● **Excerpted records**

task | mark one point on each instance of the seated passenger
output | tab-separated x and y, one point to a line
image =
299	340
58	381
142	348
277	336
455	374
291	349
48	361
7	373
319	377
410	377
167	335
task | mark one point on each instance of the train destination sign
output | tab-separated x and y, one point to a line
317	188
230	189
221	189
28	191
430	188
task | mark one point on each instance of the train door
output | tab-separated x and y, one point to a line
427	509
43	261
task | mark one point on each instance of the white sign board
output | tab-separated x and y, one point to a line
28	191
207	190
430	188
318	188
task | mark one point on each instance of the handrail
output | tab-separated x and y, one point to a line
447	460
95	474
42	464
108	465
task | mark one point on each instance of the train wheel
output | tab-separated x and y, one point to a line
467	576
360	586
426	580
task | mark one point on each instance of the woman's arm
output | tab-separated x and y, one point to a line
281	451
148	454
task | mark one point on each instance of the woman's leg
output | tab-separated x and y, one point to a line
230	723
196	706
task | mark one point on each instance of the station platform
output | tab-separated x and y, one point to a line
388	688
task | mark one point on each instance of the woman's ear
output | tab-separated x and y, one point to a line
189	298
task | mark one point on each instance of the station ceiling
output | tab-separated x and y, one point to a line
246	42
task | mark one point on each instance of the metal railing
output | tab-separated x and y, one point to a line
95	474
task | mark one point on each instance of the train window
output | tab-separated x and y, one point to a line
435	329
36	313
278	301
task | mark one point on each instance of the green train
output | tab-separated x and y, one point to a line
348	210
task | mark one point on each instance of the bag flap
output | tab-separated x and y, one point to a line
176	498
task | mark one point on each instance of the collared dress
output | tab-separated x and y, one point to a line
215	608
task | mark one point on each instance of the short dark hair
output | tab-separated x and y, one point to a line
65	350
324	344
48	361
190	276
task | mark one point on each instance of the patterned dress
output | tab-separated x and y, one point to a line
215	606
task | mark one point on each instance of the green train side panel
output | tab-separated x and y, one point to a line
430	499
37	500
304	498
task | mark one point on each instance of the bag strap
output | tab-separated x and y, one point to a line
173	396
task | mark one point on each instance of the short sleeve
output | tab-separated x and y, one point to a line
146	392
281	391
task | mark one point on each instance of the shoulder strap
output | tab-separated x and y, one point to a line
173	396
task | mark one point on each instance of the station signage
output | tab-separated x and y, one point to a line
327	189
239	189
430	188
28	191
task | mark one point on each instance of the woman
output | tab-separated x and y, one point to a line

* * *

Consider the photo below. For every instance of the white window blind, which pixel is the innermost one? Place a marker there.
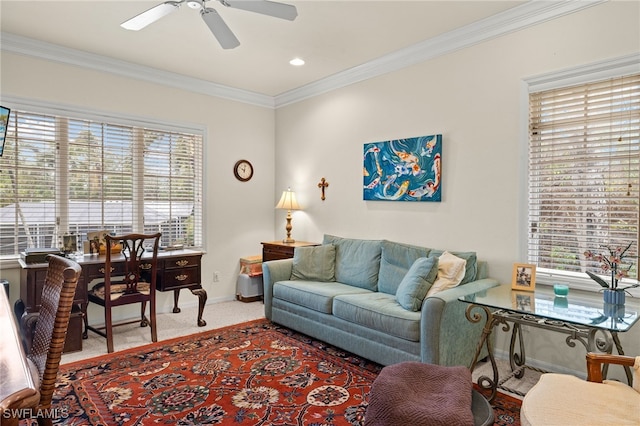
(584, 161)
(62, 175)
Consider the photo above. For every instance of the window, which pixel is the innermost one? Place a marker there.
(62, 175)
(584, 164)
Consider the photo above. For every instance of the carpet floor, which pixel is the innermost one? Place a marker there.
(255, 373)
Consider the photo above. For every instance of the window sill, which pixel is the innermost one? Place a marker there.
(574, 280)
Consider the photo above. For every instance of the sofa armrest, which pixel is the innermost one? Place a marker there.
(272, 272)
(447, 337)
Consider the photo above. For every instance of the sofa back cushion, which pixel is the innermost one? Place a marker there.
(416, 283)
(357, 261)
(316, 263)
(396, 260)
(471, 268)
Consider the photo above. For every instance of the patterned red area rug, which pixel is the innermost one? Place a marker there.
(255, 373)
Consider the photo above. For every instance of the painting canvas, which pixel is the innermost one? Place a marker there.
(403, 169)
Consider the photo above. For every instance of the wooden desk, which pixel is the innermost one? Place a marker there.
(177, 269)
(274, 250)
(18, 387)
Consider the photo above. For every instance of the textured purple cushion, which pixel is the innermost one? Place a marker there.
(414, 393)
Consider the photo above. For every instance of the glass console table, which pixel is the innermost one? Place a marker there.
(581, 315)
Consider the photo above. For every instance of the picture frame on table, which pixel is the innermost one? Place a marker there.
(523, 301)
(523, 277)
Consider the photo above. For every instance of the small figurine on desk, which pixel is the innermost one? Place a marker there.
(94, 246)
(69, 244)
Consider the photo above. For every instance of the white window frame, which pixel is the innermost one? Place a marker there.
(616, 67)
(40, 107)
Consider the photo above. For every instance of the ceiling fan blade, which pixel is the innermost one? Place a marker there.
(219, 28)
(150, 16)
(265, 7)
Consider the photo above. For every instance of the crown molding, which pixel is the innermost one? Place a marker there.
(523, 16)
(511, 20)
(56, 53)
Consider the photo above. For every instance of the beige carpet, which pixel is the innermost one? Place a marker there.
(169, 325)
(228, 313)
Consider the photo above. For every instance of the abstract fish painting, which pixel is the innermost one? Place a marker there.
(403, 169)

● **Task directions**
Tell how many lines of the material above hold "strap", answering with a bare number.

● **Result of this exercise**
2